### Goals
1. Name each class of string literal that Joshua Cranmer, in the forum thread on multi-line Strings, says most string literals in his practice fall into.
2. Answer these questions from the forum thread on multi-line Strings.
(a) According to footnote [1], what turns Clang's external file for command line arguments into compiled code?
(b) What benefit of centralizing program messages in external files does Joshua Cranmer call a key one?
(c) To whom is the quotation in Joshua Cranmer's signature attributed?
3. Pick up the forum thread on multi-line Strings after its last line and continue it.

### Extract provided
Velocity Reviews - Computer Hardware Reviews

Velocity Reviews > Newsgroups > Programming > Java > multi-line Strings

Reply
Thread Tools

multi-line Strings

 
 
Joshua Cranmer
Guest
Posts: n/a
 
      12-15-2012
On 12/11/2012 3:02 PM, BGB wrote:
> if the bulk of the string literals are things internal to the program
> (rather than intended for an end user), then it makes little sense to
> move them to external resources (IME, most string literals tend to be
> program internal anyways, with human-readable messages few and far
> between, and most of these in-turn being internal debugging messages).


You must not work with large user-facing applications then. My
practice is very nearly the opposite--most string literals are either
involved with debugging to log files, keys to preferences/other
configuration, or keys to human readable messages. The latter two
classes are things that tend to be grouped outside of the program itself
for simple reasons of reducing management complexity (Clang even uses an
external file for its command line arguments, kind of [1], despite not
doing any localization of strings).

> with user-readable strings, the program could still be developed under a
> policy like "if you need the messages in a language you can read, either
> learn English (or Japanese or Chinese or similar) or get a dictionary",
> so making them external may not make much sense in this case.


Even if you don't need to provide translated messages, there is benefit
to centralizing program messages in external files. Ensuring consistency
is one key benefit that I can think of.

> even with language-specific strings, unless using magic numbers, a
> string may still be needed to refer to them.


And a constant String is often used instead of copy-pasting the literal
around.

[1] The "kind of" is that this is turned into compiled code by a build step.

--
Beware of bugs in the above code; I have only proved it correct, not
tried it. -- Donald E. Knuth
 
Reply With Quote
 
 
 
 
BGB
Guest
Posts: n/a
 
      12-15-2012
On 12/14/2012 11:23 PM, Joshua Cranmer wrote:
> On 12/11/2012 3:02 PM, BGB wrote:
>> if the bulk of the string literals are things internal to the program
>> (rather than intended for an end user), then it makes little sense to
>> move them to external resources (IME, most string literals tend to be
>> program internal anyways, with human-readable messages few and far
>> between, and most of these in-turn being internal debugging messages).

### Extracted records

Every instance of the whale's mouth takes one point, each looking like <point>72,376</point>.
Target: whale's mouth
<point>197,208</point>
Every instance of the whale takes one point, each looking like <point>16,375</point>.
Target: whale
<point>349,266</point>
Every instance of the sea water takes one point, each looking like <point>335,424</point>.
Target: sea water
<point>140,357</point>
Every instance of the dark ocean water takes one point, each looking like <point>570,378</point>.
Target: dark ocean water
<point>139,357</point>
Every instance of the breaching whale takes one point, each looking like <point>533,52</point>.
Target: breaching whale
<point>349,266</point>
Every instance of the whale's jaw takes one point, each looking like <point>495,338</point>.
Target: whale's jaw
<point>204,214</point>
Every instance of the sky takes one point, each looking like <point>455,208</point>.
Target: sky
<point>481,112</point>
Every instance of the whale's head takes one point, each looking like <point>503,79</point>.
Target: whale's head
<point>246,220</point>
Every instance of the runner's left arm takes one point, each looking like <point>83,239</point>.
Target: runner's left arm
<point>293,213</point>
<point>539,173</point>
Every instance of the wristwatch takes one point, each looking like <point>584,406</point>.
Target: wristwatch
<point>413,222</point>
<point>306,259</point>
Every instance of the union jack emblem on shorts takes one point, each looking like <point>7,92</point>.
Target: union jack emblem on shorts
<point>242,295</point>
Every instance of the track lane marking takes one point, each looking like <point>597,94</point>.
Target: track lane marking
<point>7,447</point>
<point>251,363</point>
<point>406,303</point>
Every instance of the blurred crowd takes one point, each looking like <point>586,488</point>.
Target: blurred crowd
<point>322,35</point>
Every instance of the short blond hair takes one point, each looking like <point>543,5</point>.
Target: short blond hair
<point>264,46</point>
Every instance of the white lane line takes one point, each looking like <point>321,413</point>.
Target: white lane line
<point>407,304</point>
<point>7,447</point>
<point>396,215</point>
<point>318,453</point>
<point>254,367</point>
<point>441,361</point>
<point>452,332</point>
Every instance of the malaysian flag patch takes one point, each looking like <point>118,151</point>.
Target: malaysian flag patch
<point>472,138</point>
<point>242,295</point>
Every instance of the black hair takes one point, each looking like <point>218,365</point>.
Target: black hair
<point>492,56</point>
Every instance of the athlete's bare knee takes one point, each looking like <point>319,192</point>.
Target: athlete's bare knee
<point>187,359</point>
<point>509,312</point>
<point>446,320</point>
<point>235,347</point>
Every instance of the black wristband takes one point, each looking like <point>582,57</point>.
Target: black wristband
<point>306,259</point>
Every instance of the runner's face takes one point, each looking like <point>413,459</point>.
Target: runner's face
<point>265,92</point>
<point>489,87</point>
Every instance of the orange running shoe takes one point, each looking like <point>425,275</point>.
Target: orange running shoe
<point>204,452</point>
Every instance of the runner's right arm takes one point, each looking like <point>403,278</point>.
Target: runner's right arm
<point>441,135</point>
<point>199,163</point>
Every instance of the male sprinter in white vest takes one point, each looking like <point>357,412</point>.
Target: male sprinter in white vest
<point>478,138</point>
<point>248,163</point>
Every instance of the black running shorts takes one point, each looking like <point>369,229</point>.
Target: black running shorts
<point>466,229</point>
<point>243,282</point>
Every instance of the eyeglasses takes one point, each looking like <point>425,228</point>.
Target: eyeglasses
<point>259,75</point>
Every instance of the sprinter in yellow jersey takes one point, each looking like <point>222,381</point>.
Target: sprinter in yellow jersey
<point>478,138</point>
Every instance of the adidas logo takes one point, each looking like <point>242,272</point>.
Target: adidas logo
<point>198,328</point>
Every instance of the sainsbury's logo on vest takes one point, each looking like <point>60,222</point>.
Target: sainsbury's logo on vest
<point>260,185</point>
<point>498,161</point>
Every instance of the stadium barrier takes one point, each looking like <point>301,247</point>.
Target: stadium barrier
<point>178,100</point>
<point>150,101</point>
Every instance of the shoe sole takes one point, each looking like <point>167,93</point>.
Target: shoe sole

### Task responses
1.
- Literals involved with debugging to log files
- Keys to preferences/other configuration
- Keys to human readable messages

2.
(a) A build step.
(b) Ensuring consistency.
(c) Donald E. Knuth.

3.
>
> You must not work with large user-facing applications then. My
> practice is very nearly the opposite--most string literals are either
> involved with debugging to log files, keys to preferences/other
> configuration, or keys to human readable messages. The latter two
> classes are things that tend to be grouped outside of the program itself
> for simple reasons of reducing management complexity (Clang even uses an
> external file for its command line arguments, kind of [1], despite not
> doing any localization of strings).
>


I am mostly working on 3D stuff... (mostly a game, but also some 3D
tools, ...).

its "user facing" side is mostly the 3D renderer, sound mixing, and
user-input handling (mouse, keyboard actions, keyboard shortcuts, ...).

text isn't really a big part of the normal experience, nor much
information presented as natural-language text (there is a fair amount
more in terms of variables and formatted numerical output, but this
isn't really the same).


most of the code in the project, however, is internal infrastructural
code, most not really having much direct user interaction.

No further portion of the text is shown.